- Instrução dada
Reproduza todo o material abaixo, linha por linha e sem nenhuma alteração, deixando as imagens de fora.
═════ Informações fornecidas
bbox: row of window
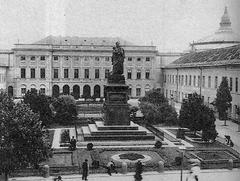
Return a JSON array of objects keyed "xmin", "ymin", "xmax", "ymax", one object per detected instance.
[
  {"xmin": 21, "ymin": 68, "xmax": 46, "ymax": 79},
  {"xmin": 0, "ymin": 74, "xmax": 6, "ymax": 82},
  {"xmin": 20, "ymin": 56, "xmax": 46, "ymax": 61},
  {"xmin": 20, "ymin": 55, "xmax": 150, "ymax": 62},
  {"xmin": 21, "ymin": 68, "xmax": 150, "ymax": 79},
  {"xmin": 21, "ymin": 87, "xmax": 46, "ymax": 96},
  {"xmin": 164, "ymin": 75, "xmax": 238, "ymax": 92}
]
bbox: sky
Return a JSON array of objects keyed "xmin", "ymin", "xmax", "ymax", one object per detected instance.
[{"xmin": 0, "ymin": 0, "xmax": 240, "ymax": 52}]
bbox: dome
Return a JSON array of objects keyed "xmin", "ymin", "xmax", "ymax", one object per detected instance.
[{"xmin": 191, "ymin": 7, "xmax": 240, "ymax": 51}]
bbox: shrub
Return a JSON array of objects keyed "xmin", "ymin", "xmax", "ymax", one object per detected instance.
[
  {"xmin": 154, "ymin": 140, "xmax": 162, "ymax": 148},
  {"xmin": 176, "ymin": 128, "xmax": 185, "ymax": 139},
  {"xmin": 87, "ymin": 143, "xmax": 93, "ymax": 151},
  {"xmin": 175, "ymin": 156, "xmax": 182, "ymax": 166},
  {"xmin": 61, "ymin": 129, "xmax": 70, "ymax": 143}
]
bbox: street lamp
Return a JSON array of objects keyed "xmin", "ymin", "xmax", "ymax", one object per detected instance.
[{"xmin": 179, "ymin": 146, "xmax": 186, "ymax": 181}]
══════════
- Resposta
bbox: row of window
Return a JSON array of objects keyed "xmin", "ymin", "xmax", "ymax", one object per detected instance.
[
  {"xmin": 21, "ymin": 68, "xmax": 46, "ymax": 79},
  {"xmin": 0, "ymin": 74, "xmax": 6, "ymax": 82},
  {"xmin": 20, "ymin": 56, "xmax": 46, "ymax": 61},
  {"xmin": 20, "ymin": 55, "xmax": 150, "ymax": 62},
  {"xmin": 21, "ymin": 68, "xmax": 150, "ymax": 79},
  {"xmin": 21, "ymin": 87, "xmax": 46, "ymax": 96},
  {"xmin": 164, "ymin": 75, "xmax": 238, "ymax": 92}
]
bbox: sky
Return a JSON array of objects keyed "xmin", "ymin", "xmax", "ymax", one object per detected instance.
[{"xmin": 0, "ymin": 0, "xmax": 240, "ymax": 52}]
bbox: dome
Return a JSON array of objects keyed "xmin", "ymin", "xmax", "ymax", one object per detected instance.
[{"xmin": 191, "ymin": 7, "xmax": 240, "ymax": 51}]
bbox: shrub
Return a JSON array of objects keyed "xmin", "ymin", "xmax", "ymax", one object per detected instance.
[
  {"xmin": 154, "ymin": 140, "xmax": 162, "ymax": 148},
  {"xmin": 176, "ymin": 128, "xmax": 185, "ymax": 139},
  {"xmin": 87, "ymin": 143, "xmax": 93, "ymax": 151},
  {"xmin": 175, "ymin": 156, "xmax": 182, "ymax": 166},
  {"xmin": 61, "ymin": 129, "xmax": 70, "ymax": 143}
]
bbox: street lamp
Return a JSON array of objects keyed "xmin", "ymin", "xmax", "ymax", one object per detected instance.
[{"xmin": 179, "ymin": 146, "xmax": 186, "ymax": 181}]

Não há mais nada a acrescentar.